═════ PAGE EXTRACT
Replica Preserve Commit Order and Measuring Lag

Nov 21, 2024 Dec 22, 2024

#mysql #replication #lag #preserve-commit-order

With multi-threaded replication (MTR), a replica can commit transactions in the same order as the source, or not. This is determined by sysvar replica_preserve_commit_order (RPCO). As of MySQL v8.0.27 (released October 2021) it’s ON by default, but it was OFF by default for several years prior. In either case, it’s relatively new compared to 20+ years of single-threaded replication for which commit order was not an issue or option. But with MTR, it’s important to understand the affects of RPCO, especially with respect to the focus of this three-part series: replication lag.

This is a three-part series on replication lag with MTR and the Performance Schema:

Part	Topic
1	Group commit and trx dependency tracking
2	Replica preserve commit order (RPCO)
══════════
◆ **STATED PROBLEM A**
Copy the MySQL replication page word for word, starting at "#mysql #replication #lag" and ending at "series: replication lag.".
The records below are unrelated to the MySQL replication page.
═════ RECORDED DATA
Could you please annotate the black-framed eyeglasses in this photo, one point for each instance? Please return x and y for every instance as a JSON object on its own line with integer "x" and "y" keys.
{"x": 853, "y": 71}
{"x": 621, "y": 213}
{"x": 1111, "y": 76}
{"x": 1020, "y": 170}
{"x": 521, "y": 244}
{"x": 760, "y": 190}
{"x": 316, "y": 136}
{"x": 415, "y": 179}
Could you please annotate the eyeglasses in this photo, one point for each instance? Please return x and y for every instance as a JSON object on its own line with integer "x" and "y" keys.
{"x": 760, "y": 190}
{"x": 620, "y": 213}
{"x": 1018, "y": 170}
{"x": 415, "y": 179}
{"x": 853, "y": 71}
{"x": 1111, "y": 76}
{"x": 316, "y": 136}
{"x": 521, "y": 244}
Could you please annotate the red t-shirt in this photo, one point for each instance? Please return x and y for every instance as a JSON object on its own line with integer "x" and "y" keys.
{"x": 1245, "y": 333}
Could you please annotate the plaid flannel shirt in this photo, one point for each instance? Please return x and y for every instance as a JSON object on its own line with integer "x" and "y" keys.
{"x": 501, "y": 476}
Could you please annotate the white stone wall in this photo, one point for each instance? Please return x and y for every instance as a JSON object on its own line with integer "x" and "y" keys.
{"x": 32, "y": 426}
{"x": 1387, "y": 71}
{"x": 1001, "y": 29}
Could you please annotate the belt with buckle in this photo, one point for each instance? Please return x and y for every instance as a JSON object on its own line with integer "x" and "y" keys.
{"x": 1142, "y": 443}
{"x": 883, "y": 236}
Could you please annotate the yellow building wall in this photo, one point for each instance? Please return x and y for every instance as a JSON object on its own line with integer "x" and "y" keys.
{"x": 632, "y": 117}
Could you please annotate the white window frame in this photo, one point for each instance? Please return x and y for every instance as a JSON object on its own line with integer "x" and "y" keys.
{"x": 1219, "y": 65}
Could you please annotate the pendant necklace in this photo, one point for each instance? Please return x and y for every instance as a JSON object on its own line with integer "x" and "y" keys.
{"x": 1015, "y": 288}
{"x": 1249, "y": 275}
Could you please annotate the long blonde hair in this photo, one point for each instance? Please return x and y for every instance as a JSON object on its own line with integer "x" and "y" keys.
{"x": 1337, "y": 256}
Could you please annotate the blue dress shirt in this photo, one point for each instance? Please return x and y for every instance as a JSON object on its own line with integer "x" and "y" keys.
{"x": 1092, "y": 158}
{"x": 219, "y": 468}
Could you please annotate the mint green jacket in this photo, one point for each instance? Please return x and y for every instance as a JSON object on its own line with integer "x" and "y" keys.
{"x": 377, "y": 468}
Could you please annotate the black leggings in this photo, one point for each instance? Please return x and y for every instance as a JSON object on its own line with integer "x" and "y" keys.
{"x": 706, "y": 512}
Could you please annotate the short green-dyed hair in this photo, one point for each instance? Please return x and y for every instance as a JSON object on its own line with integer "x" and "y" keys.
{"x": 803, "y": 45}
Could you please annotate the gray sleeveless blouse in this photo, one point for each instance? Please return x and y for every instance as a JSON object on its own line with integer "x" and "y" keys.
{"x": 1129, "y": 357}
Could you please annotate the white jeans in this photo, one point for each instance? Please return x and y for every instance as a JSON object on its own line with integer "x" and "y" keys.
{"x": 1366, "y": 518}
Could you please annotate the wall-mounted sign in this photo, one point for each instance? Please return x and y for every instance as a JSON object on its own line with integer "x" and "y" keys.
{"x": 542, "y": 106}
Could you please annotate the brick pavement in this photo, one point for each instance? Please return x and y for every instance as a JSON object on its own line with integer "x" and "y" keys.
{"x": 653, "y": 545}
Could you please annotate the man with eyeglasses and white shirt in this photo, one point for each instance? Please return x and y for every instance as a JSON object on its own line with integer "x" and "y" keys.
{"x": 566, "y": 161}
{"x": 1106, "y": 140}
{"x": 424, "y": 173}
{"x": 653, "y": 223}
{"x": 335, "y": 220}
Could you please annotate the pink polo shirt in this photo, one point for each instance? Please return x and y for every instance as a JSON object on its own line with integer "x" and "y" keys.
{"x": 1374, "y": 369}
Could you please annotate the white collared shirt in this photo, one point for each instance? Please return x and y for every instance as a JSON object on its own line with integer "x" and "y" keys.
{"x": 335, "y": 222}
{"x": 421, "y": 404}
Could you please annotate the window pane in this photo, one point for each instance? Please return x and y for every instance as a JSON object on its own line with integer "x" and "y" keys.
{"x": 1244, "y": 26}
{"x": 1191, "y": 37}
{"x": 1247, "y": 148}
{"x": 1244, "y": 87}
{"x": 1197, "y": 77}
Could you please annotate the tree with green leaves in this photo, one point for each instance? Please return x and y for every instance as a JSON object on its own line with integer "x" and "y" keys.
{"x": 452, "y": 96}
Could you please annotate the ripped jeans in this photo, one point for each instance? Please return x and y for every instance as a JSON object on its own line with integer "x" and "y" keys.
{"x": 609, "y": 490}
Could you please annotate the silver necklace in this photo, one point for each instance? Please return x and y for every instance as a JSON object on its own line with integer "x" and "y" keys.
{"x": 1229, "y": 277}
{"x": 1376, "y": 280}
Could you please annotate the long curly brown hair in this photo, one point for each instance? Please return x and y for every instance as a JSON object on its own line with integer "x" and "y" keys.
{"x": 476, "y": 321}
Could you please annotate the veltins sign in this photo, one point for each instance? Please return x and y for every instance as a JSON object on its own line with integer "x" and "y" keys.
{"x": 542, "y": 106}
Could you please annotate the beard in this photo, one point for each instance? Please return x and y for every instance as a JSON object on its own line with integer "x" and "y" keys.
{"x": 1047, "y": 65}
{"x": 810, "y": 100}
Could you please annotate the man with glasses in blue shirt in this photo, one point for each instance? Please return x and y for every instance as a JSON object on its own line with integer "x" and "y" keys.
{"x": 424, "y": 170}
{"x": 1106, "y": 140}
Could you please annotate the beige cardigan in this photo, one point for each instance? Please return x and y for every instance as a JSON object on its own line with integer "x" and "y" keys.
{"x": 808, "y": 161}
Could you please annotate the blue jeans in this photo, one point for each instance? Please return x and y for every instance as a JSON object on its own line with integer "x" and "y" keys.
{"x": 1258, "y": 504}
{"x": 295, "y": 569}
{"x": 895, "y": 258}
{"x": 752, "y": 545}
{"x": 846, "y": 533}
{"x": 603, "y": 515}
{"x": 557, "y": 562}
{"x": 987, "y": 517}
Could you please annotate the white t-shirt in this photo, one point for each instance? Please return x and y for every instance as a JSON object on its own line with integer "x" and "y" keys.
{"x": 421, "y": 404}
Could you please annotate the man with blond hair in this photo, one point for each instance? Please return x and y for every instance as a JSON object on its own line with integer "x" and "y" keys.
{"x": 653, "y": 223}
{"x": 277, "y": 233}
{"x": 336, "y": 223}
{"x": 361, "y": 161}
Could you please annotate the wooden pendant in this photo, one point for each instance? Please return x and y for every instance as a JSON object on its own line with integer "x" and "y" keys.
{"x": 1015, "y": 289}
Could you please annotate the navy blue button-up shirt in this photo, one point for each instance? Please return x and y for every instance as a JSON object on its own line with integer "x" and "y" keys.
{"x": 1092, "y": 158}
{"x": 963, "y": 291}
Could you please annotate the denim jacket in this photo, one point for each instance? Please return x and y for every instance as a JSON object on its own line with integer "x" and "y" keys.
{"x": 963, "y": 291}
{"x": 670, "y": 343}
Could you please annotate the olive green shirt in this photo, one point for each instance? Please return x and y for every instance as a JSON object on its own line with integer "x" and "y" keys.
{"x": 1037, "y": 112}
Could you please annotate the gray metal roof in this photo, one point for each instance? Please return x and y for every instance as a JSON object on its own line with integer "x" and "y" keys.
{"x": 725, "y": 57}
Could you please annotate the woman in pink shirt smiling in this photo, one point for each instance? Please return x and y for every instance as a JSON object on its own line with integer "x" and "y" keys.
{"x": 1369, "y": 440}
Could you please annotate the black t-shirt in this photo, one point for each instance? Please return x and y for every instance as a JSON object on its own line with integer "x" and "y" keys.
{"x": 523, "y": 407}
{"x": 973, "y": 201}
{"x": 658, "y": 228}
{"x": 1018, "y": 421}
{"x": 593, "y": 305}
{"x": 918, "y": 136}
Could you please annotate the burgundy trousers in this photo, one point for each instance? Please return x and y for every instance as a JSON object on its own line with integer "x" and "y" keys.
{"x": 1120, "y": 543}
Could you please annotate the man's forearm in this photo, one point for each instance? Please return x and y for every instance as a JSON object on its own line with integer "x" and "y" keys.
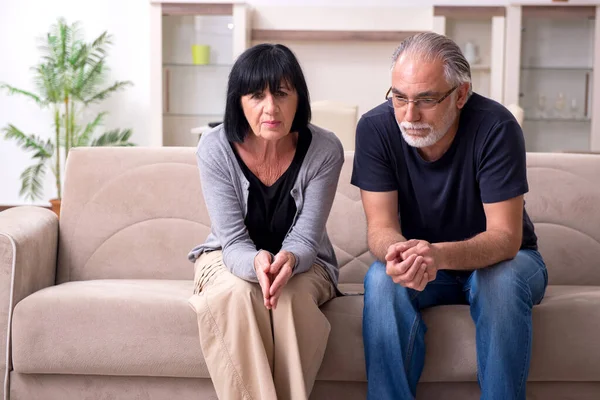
{"x": 483, "y": 250}
{"x": 381, "y": 239}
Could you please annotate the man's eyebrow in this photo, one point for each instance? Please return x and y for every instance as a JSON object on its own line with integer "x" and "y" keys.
{"x": 428, "y": 93}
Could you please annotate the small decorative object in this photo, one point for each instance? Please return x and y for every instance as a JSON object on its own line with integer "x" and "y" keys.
{"x": 559, "y": 104}
{"x": 541, "y": 105}
{"x": 471, "y": 53}
{"x": 200, "y": 54}
{"x": 574, "y": 107}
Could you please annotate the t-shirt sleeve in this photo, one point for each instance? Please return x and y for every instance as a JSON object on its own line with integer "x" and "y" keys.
{"x": 372, "y": 170}
{"x": 502, "y": 168}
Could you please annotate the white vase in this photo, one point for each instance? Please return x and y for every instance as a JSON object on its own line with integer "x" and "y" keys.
{"x": 470, "y": 53}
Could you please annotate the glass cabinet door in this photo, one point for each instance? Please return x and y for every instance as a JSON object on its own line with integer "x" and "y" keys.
{"x": 556, "y": 74}
{"x": 197, "y": 58}
{"x": 479, "y": 32}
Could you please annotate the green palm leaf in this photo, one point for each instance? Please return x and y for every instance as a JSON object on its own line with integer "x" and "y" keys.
{"x": 83, "y": 138}
{"x": 31, "y": 181}
{"x": 13, "y": 90}
{"x": 115, "y": 137}
{"x": 29, "y": 142}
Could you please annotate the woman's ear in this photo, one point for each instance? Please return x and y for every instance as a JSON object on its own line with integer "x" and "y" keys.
{"x": 463, "y": 91}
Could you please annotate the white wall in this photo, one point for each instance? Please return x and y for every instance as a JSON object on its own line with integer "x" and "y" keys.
{"x": 21, "y": 23}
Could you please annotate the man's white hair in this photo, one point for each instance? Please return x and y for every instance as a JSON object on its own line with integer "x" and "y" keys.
{"x": 429, "y": 47}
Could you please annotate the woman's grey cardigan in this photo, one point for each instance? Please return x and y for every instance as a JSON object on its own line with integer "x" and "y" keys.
{"x": 226, "y": 189}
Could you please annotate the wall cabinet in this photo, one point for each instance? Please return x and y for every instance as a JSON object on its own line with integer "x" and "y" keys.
{"x": 480, "y": 32}
{"x": 198, "y": 45}
{"x": 555, "y": 73}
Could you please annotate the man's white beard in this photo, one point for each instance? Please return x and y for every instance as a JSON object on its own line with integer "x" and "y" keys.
{"x": 428, "y": 136}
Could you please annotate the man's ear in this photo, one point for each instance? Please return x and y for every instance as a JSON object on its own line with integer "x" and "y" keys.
{"x": 463, "y": 91}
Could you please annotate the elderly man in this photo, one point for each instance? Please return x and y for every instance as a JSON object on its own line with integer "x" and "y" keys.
{"x": 442, "y": 175}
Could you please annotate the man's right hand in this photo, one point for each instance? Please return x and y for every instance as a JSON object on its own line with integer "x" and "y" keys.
{"x": 262, "y": 266}
{"x": 410, "y": 273}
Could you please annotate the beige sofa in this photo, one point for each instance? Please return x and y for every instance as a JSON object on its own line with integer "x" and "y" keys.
{"x": 95, "y": 306}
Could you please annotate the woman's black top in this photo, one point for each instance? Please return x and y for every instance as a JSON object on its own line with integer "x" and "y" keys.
{"x": 271, "y": 209}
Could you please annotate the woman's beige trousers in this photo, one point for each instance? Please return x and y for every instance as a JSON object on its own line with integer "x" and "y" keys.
{"x": 253, "y": 353}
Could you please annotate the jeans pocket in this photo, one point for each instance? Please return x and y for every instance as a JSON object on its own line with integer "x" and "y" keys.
{"x": 537, "y": 284}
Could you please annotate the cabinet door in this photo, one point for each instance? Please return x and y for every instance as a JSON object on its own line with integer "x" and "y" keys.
{"x": 199, "y": 43}
{"x": 556, "y": 78}
{"x": 479, "y": 32}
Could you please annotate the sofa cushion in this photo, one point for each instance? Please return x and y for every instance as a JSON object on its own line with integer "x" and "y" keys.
{"x": 146, "y": 328}
{"x": 109, "y": 327}
{"x": 565, "y": 327}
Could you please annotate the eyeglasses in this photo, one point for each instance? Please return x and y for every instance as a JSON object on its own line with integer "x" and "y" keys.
══════════
◆ **STATED PROBLEM B**
How many lines of the records contain the string "sofa"? Reply with the number only.

◆ **FULL ANSWER A**
#mysql #replication #lag #preserve-commit-order

With multi-threaded replication (MTR), a replica can commit transactions in the same order as the source, or not. This is determined by sysvar replica_preserve_commit_order (RPCO). As of MySQL v8.0.27 (released October 2021) it’s ON by default, but it was OFF by default for several years prior. In either case, it’s relatively new compared to 20+ years of single-threaded replication for which commit order was not an issue or option. But with MTR, it’s important to understand the affects of RPCO, especially with respect to the focus of this three-part series: replication lag.

◆ **FULL ANSWER B**
2